WHAT YOU WILL DO
Every record that follows should be printed verbatim.

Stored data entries
#####

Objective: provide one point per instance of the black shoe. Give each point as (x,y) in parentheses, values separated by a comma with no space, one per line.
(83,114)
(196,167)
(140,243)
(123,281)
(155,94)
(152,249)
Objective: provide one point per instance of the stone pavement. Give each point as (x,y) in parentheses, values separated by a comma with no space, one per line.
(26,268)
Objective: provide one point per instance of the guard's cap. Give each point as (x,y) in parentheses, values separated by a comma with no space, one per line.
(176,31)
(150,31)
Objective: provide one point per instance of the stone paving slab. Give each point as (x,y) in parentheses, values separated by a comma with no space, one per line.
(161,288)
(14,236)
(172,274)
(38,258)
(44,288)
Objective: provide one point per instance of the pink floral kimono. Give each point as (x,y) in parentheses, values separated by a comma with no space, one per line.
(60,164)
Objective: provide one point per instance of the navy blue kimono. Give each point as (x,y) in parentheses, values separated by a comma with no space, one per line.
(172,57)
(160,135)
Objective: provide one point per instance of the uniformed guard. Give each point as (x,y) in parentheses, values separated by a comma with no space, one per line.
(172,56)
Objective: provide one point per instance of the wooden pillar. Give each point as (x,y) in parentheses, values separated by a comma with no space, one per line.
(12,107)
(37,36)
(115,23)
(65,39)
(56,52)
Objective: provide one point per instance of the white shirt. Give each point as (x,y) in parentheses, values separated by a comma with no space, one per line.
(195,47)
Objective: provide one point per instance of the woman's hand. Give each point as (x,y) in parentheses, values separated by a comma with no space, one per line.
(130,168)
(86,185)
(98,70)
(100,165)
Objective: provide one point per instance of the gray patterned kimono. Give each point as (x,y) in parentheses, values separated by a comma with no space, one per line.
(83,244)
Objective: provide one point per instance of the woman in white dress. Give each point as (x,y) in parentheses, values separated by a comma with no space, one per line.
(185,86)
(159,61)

#####

RESPONSE BELOW
Objective: provide one point per instance of the black shoe. Give each point as (x,y) in parentheses, values separated by a comma with no space, one per line.
(83,114)
(196,167)
(140,243)
(123,281)
(155,94)
(152,249)
Objective: provide one point per instance of the stone pavement. Give each point as (x,y) in parentheses, values separated by a comma with no space, one per line.
(26,268)
Objective: provide one point per instance of the guard's cap. Give each point as (x,y) in parentheses, values separated by a comma with no space, one per line.
(176,31)
(150,31)
Objective: provide one point per instance of the stone paving slab. Give each point as (x,y) in parentheses, values separated by a comma with no space, one per line.
(161,288)
(14,236)
(172,274)
(38,258)
(44,288)
Objective: provide one point per instance of the pink floral kimono. Give each point as (x,y) in parentheses, values separated by a comma with no space, one per line.
(60,164)
Objective: provide one point per instance of the navy blue kimono. Give each point as (x,y) in parentheses, values separated by a comma with no space, one per line.
(172,57)
(160,135)
Objective: provide one point per instance of the uniformed guard. Give each point as (x,y) in parentheses, values separated by a comma with no space, one per line.
(172,56)
Objective: provide one point per instance of the wooden pillar. Give each point as (x,y) in parentheses, values separated by a comma with no space, one per line.
(12,107)
(37,36)
(115,23)
(65,39)
(56,52)
Objective: provide one point per instance of the white shirt. Give each point as (x,y) in parentheses, values separated by a comma with no space, one per line.
(195,47)
Objective: provide one point per instance of the woman's hand. Give each point as (x,y) in parentheses, values separated by a comma with no space, one per line.
(130,168)
(86,185)
(98,70)
(100,165)
Objective: provide one point per instance of the gray patterned kimono. Give each point as (x,y) in parentheses, values separated by a comma with no space, one per line.
(83,244)
Objective: provide one point per instance of the woman in white dress. Give each point as (x,y) in parentheses, values separated by a comma with no space, one per line.
(185,86)
(159,61)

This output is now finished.